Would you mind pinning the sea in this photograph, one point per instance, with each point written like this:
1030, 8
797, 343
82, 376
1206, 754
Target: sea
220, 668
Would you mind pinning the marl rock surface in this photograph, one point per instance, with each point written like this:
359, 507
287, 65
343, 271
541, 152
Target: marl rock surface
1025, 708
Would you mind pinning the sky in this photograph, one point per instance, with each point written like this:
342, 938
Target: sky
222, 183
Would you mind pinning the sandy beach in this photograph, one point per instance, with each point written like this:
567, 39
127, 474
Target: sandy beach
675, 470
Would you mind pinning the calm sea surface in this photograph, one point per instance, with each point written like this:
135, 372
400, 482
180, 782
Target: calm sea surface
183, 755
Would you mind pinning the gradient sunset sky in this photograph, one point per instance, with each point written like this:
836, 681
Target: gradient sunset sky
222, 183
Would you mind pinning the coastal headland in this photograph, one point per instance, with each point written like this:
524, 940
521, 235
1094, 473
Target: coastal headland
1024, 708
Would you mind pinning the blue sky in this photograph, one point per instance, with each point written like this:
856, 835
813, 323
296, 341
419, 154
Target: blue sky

◇ ◇ ◇ ◇

■ **Что нужно сделать**
Выведите весь материал выше построчно в виде нумерованного списка, без пустых строк.

■ **Готовый результат**
1. Would you mind pinning the sea in this photograph, one point per instance, with each point written like this:
2. 1030, 8
3. 797, 343
4. 82, 376
5. 1206, 754
6. Target: sea
7. 220, 668
8. Would you mind pinning the marl rock surface in this photograph, one point per instance, with each point written like this:
9. 359, 507
10. 287, 65
11. 343, 271
12. 541, 152
13. Target: marl rock surface
14. 1025, 708
15. Would you mind pinning the sky in this photograph, one point per instance, with each point written like this:
16. 342, 938
17. Target: sky
18. 222, 183
19. Would you mind pinning the sandy beach in this photograph, one point per instance, with each point written like this:
20. 567, 39
21. 127, 474
22. Target: sandy beach
23. 675, 470
24. Would you mind pinning the calm sea surface in this photograph, one point per instance, with each point written like this:
25. 135, 372
26. 400, 482
27. 180, 782
28. Target: calm sea surface
29. 183, 755
30. Would you mind pinning the gradient sunset sky in this photograph, one point per instance, with each point written like this:
31. 836, 681
32. Target: gradient sunset sky
33. 222, 183
34. Would you mind pinning the coastal headland in this photograph, one point per instance, with each point written like this:
35. 524, 940
36. 521, 235
37. 1094, 473
38. Target: coastal headland
39. 1024, 708
40. Would you mind pinning the blue sky in this photograph, one point per instance, with each point written like this:
41. 856, 835
42. 813, 323
43. 296, 341
44. 419, 154
45. Target: blue sky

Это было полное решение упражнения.